- Поставленная задача: Напишите продолжение статьи о поездках на почтовых лошадях до Верного, начав сразу после ее последнего предложения.

- Статья:

------------------------

Сколько же времени надо было для того, чтобы сделать путь от железной дороги до Верного? Это зависело от числа приезжающих, размера почты, главным же образом от погоды, т. е. от состояния дороги. Почта пользовалась внеочередностью по отношению ко всем категориям проезжающих. При хорошей дороге и других благоприятных обстоятельствах его проезжали в пять суток, даже в четверо, а в распутицу же — неведомо во сколько. Мне не случалось тратить на эту дорогу больше 16 дней, но один мой знакомый как-то в недобрый час выехал с железной дороги первого марта и приехал в Верный тридцать первого! Он рассказывал мне, что на первом же перегоне он обогнал солдата, возвращавшегося из армии домой в Верный, и предложил его подвезти. Но тот с презрением отказался, сказав, что пешком дойдет скорее. И оказался почти прав, так как только перед самым Верным мой знакомый наконец окончательно опередил его. Теперь езда на почтовых многим, наверно, представляется чем-то изводящим. В действительности это было далеко не так: в хорошую погоду и при хорошей дороге, например весной, когда грязь уже высохла, а пыли еще нет, езда на лошадях имела свою и немалую прелесть. Вы едете один, на просторе, так, как вам самому хочется: быстро, медленно, сидя, лежа; останавливаетесь тогда, когда вам вздумается, там, где вам нравится, и на столько времени, на сколько захотите. Вся природа к вашим услугам, и вы можете ею наслаждаться в полной мере и даже при желании делать наблюдения и коллектировать, а не довольствоваться видами через окно вагона, когда перед вами мелькает что-то и кто-то, чего и разобрать толком нельзя… Да и само по себе непрерывное пребывание в течение нескольких суток на чистом воздухе доставляет огромное наслаждение, не говоря о том, что оно, конечно, полезнее для здоровья, чем пребывание в вагоне. Я знаю случаи, когда больные люди резко поправлялись за шесть-семь суток езды на лошадях, что вряд ли случается в поезде.

А мчаться на хороших лошадях с какого-нибудь Кудрайского или Долонского перевала, любуясь ловкостью и уверенностью, с какими ямщик правит своей упряжкой на бесчисленных «вавилонах», которые делает в таких местах дорога!.. Так семиреченские казаки называют крутые повороты, характерные для горных троп и дорог.

------------------------

- Имеющиеся данные:
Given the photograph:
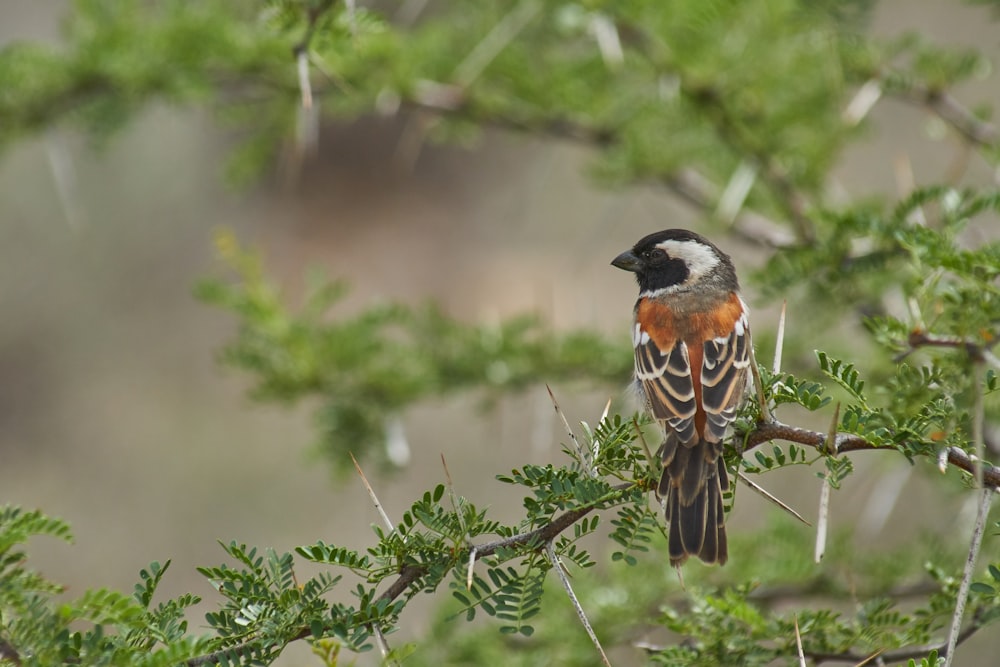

------------------------

- Итог задания:
Когда-то и я не понимал того восторга, с которым Гоголь пишет о «птице-тройке». Теперь, немало поколесив на этой самой «птице-тройке», я хорошо понимаю этот художественный образ Гоголя! Но для многих моих читателей он может остаться непонятным, а может быть, и странным, так как теперь даже в очень глухих углах почтовые тройки заменены почтовыми автомобилями. На поезд променять тройку можно, но только не на почтовый автомобиль!

Правда, тому моему знакомому, который 800 км ехал 30 дней, вряд ли было особенно весело и радостно, и я никому не пожелал бы знакомиться с ездой на почтовых в распутицу. Но в распутицу на автомобиле, пожалуй, еще похуже, чем на лошадях: те хотя медленно, но все-таки везут, а автомобиль на грунтовой дороге буксует и застревает уж абсолютно безнадежно, что мне пришлось испытать и на собственном опыте.

Так вот приблизительно что значило ездить «на почтовых». Могу только добавить, что я столько места уделил здесь этой езде недаром: мне за время моей работы в Семиречье пришлось провести на станциях или в экипаже на почтовых трактах в общей сложности немало месяцев. Не меньше 20 тысяч километров сделал я за это время по ним, и немало во время этих постоянных поездок было собрано в пути птиц, пресмыкающихся и насекомых…

И теперь, вероятно, уже понятно, как можно в дороге заниматься собиранием коллекций. Правда, мне в первую поездку более или менее посчастливилось и ждать лошадей почти не приходилось. Но я нарочно останавливался на ночлег рано и выезжал довольно поздно, именно для того, чтобы иметь больше времени для охоты и препарирования.

По приезде в Верный я продолжал начатое в дороге собирание, благо в те патриархальные времена на окраине, где я поселился (и где теперь уже далеко не окраина), можно было стрелять и в самом городе.

А вскоре по приезде я принял и свое «боевое крещение»: совершил под руководством старшего сослуживца первую, не скажу экспедицию, но поездку для осмотра земель под переселение. Со мною было ружье, и тут я впервые начал по-настоящему знакомиться с великолепной и богатейшей местной природой, жизнь и изучение которой впоследствии целиком захватили меня. Но должен сознаться, что это первое «крещение» долго было памятным мне. Раньше мне хоть и случалось не раз ездить верхом, но никогда не случалось делать в день больше 35—40 километров, да и то с перерывом в несколько часов между двумя половинами такого пути. А тут мой руководитель решил сразу по-настоящему ввести меня в курс того, как работают в Азии. Сам он ехал на великолепном коне со стремительной иноходью и особым быстрым шагом («дхол-джурга» — по-местному) и сидел спокойно, как в кресле. Мне же подсунул рядовую захудалую лошаденку и проманежил меня на ней с раннего утра до самого вечера.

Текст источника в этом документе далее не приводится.